:: Exercise material ::

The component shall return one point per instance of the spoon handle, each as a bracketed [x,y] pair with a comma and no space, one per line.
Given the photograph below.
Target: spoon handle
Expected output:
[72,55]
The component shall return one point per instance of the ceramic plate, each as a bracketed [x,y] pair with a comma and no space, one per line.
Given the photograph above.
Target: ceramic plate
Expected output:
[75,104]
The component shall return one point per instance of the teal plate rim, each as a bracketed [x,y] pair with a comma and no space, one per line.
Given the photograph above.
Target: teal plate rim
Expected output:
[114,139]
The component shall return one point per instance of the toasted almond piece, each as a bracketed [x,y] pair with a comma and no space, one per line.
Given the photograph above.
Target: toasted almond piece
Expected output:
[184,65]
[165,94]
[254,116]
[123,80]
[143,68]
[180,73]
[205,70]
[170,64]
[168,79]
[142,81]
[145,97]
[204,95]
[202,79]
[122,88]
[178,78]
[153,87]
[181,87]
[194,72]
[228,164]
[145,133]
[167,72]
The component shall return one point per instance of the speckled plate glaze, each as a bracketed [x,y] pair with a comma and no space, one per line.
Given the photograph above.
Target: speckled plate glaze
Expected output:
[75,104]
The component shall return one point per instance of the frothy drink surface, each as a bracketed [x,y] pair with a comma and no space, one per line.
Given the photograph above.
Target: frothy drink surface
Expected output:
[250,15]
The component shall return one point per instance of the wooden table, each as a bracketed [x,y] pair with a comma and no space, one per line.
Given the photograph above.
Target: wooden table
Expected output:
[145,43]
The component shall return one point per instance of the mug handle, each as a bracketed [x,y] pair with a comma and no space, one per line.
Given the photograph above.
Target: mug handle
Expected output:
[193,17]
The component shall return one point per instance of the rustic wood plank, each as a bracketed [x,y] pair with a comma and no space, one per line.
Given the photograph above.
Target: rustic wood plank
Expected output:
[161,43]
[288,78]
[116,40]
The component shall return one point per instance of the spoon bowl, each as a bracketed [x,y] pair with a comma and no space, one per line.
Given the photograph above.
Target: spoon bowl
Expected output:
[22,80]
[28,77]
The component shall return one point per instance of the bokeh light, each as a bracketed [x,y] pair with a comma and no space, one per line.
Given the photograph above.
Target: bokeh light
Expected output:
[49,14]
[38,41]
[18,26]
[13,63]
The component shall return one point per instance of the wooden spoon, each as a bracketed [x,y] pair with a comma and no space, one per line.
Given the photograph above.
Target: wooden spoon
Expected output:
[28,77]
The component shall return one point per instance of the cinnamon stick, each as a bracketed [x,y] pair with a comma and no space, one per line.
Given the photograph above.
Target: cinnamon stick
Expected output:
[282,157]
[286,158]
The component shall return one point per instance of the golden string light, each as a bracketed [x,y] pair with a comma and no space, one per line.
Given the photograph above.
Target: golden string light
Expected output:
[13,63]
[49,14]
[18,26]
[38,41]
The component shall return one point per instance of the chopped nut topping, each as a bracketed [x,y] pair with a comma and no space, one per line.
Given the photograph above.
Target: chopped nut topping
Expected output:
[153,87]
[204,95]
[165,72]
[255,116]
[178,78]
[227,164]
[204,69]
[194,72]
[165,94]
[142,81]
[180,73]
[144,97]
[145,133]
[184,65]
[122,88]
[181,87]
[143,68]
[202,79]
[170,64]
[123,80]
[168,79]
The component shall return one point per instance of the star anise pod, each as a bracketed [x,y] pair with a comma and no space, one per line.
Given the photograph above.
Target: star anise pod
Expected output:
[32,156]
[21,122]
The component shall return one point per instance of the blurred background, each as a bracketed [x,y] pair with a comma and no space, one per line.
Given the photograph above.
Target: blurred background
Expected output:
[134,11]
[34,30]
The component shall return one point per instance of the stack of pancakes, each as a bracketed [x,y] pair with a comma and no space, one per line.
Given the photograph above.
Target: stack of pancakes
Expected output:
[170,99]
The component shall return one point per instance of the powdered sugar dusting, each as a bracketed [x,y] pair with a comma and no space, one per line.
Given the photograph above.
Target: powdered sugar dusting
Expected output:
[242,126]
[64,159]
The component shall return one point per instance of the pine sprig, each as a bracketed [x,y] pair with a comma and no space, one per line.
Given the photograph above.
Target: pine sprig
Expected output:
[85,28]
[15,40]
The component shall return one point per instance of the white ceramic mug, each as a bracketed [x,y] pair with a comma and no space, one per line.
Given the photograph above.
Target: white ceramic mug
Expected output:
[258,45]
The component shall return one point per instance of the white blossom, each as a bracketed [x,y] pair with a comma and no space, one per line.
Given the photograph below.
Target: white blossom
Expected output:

:: Prompt ::
Quote the whole listing above, leaving nothing out.

:: Reply ::
The component shall return one point per instance of the spoon handle, each as a bracketed [x,y] pair with a comma and no space, one per line.
Given the photograph below.
Target: spoon handle
Expected output:
[72,55]
The component shall return one point per instance of the ceramic plate, each as a bracketed [x,y] pair with a comma and no space, one per line.
Given the photograph above.
Target: ceramic plate
Expected output:
[75,104]
The component shall return one point per instance of the teal plate rim, each as a bracketed [x,y] pair with a comma and no space, one per line.
Given the photograph above.
Target: teal plate rim
Expected output:
[114,139]
The component shall return one point per instance of the toasted almond piece, each as a bracketed [x,y] pair with a comma and no space, one per line.
Given the photograph above.
Target: toasted almond piece
Expected output:
[184,65]
[165,94]
[254,116]
[123,80]
[143,68]
[180,73]
[205,70]
[170,64]
[168,79]
[142,81]
[145,97]
[204,95]
[202,79]
[122,88]
[178,78]
[153,87]
[181,87]
[194,72]
[228,164]
[145,133]
[167,72]
The component shall return one point per instance of the speckled plate glaze, each as a bracketed [x,y] pair with a comma and no space, one per line.
Given the photograph above.
Target: speckled plate glaze
Expected output:
[75,104]
The component shall return one point per instance of the frothy drink surface, each as a bracketed [x,y] pair with a comma and no space, one per line.
Given the photograph above.
Target: frothy drink surface
Expected output:
[250,15]
The component shall return one point per instance of the wooden table, each as a bracketed [x,y] pair with a comma and no space, one per line.
Given the photograph above.
Target: wooden table
Expected output:
[145,43]
The component shall return one point per instance of the mug handle, each as a bracketed [x,y] pair with a comma and no space, one per line.
Given the photograph above.
Target: mug handle
Expected output:
[193,17]
The component shall return one point per instance of the rustic wood plank, each as a bracketed [x,y] pair with a comma and no space, one per line.
Given the photograph above.
Target: rustic wood plank
Expected output:
[161,43]
[288,78]
[116,40]
The component shall return one point per instance of the spoon bowl, each as a bracketed [x,y] pair with a comma and no space, one per line.
Given the photograph above.
Target: spoon bowl
Expected output:
[22,80]
[28,77]
The component shall return one point per instance of the bokeh light, each as a bracketed [x,y] pair with a comma and no space, one per line.
Given the photograph above.
Target: bokeh light
Expected output:
[49,14]
[38,41]
[18,26]
[13,63]
The component shall return one point per instance of the wooden spoon, each as a bracketed [x,y] pair with a comma and no space, one per line.
Given the photograph above.
Target: wooden spoon
Expected output:
[28,77]
The component shall return one point per instance of the cinnamon stick, each as a bracketed [x,y] pair with a comma and no space, one per line.
Given the photograph above.
Target: cinnamon stick
Expected output:
[282,157]
[286,158]
The component shall return one point per instance of the golden string light, each as a bracketed [x,y] pair with a comma and no space, one per line.
Given the photograph above.
Target: golden string light
Expected output:
[13,63]
[49,14]
[18,26]
[38,41]
The component shall return one point per instance of the chopped nut topping, each as a bracketed [x,y] pair with a comma and no space, one per line.
Given the photograph above.
Target: chopped nut topping
Expected output:
[153,87]
[204,95]
[165,72]
[255,116]
[178,78]
[227,164]
[204,69]
[194,72]
[165,94]
[142,81]
[180,73]
[144,97]
[145,133]
[184,65]
[122,88]
[181,87]
[143,68]
[202,79]
[170,64]
[123,80]
[168,79]
The component shall return one point per instance of the star anise pod, each as a bracketed [x,y] pair with a comma and no space, one per line.
Given the photograph above.
Target: star anise pod
Expected output:
[32,156]
[21,122]
The component shall return one point per instance of the blurred background, each as a bracketed [x,y] pair with a comma and no space, one per line.
Given the photograph above.
Target: blurred background
Expected output:
[134,11]
[34,30]
The component shall return one point per instance of the stack of pancakes, each as a bracketed [x,y] pair with a comma and no space, one per line.
Given the photograph above.
Target: stack of pancakes
Expected output:
[170,99]
The component shall return one point per instance of the powdered sugar dusting, each as a bracketed [x,y] pair with a comma and no space, one per line.
Given the photograph above.
Target: powdered sugar dusting
Expected output:
[242,126]
[64,159]
The component shall return one point per instance of the pine sprig, each as a bracketed [x,y] pair with a comma and no space, one per line.
Given the photograph above.
Target: pine sprig
Expected output:
[85,28]
[15,40]
The component shall return one point per instance of the white ceramic mug, each as a bracketed [x,y] pair with a comma and no space, one per line.
Given the photograph above.
Target: white ceramic mug
Expected output:
[258,45]
The component shall return one point per instance of the white blossom, each as a bracketed [x,y] pair with a comma and no space, one per line.
Given the photograph below.
Target: white blossom
Expected output:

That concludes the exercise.